Awesome

IDForge: Identity-Driven Multimedia Forgery Detection via Reference Assistance

Dataset Overview

Recent advancements in "deepfake" techniques have paved the way for generating various media forgeries. In response to the potential hazards of these media forgeries, many researchers engage in exploring detection methods, increasing the demand for high-quality media forgery datasets. Despite this, existing datasets have certain limitations. Firstly, most datasets focus on manipulating visual modality and usually lack diversity, as only a few forgery approaches are considered. Secondly, the quality of media is often inadequate in clarity and naturalness. Meanwhile, the size of the dataset is also limited. Thirdly, it is commonly observed that real-world forgeries are motivated by identity, yet the identity information of the individuals portrayed in these forgeries within existing datasets remains under-explored. For detection, identity information could be an essential clue to boost performance. Moreover, official media concerning relevant identities on the Internet can serve as prior knowledge, aiding both the audience and forgery detectors in determining the true identity. Therefore, we propose an identity-driven multimedia forgery dataset, IDForge, which contains 249,138 video shots sourced from 324 wild videos of 54 celebrities collected from the Internet. The fake video shots involve 9 types of manipulation across visual, audio, and textual modalities. Additionally, IDForge provides extra 214,438 real video shots as a reference set for the 54 celebrities. Correspondingly, we propose the Reference-assisted Multimodal Forgery Detection Network (R-MFDN), aiming at the detection of deepfake videos. Through extensive experiments on the proposed dataset, we demonstrate the effectiveness of R-MFDN on the multimedia detection task.

🫱 Access IDForge

Video Generation Training and Other Fair Uses

For those interested in utilizing our dataset for video generation training or similar fair use purposes, you can download the pristine portion along with the reference set of IDForge v1 here:

pristine part (80,000 real videos featuring people speaking):

GoogleDrvie: https://drive.google.com/file/d/1-HdZZd7D0rBiVbIXc2f2IbuWuoPVrnzV/view?usp=drive_link
Baidu Netdisk: https://pan.baidu.com/s/1xSux61CI3SA6B4rqFez3BQ?pwd=kgdn (access code: kgdn)

Reference set (214,438 real videos featuring people speaking):

GoogleDrvie: https://drive.google.com/drive/folders/1-yAj1P5iIqzakTMtMR5s7FJFZfALMiQH?usp=drive_link
Baidu Netdisk: https://pan.baidu.com/s/1DEAX5z3smwCGSnaV2OYb6A?pwd=k4xb (access code: k4xb)

Forgery Detection

If you’re working on forgery detection, our full dataset is available upon request. To access it, please submit a request through the following link: 👉 https://request.idforge.cfd/ 👈

To prevent the malicious use of forged videos, we carefully review all requests for access to the full dataset.

■ ■ ■ ■ ■ ■ ■

# [WHAT IS NEEDED]
Copy the IDForge page from "pristine part (80,000" up to and including "(access code: kgdn)", word for word. Work from the IDForge page alone.

# [MATERIAL PROVIDED]

■ ■ ■ ■ ■ ■ ■

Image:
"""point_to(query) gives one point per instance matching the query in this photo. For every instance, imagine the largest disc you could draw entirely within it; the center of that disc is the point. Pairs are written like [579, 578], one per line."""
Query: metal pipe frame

■ ■ ■ ■ ■ ■ ■

# [TASK RESULT]
pristine part (80,000 real videos featuring people speaking):

GoogleDrvie: https://drive.google.com/file/d/1-HdZZd7D0rBiVbIXc2f2IbuWuoPVrnzV/view?usp=drive_link
Baidu Netdisk: https://pan.baidu.com/s/1xSux61CI3SA6B4rqFez3BQ?pwd=kgdn (access code: kgdn)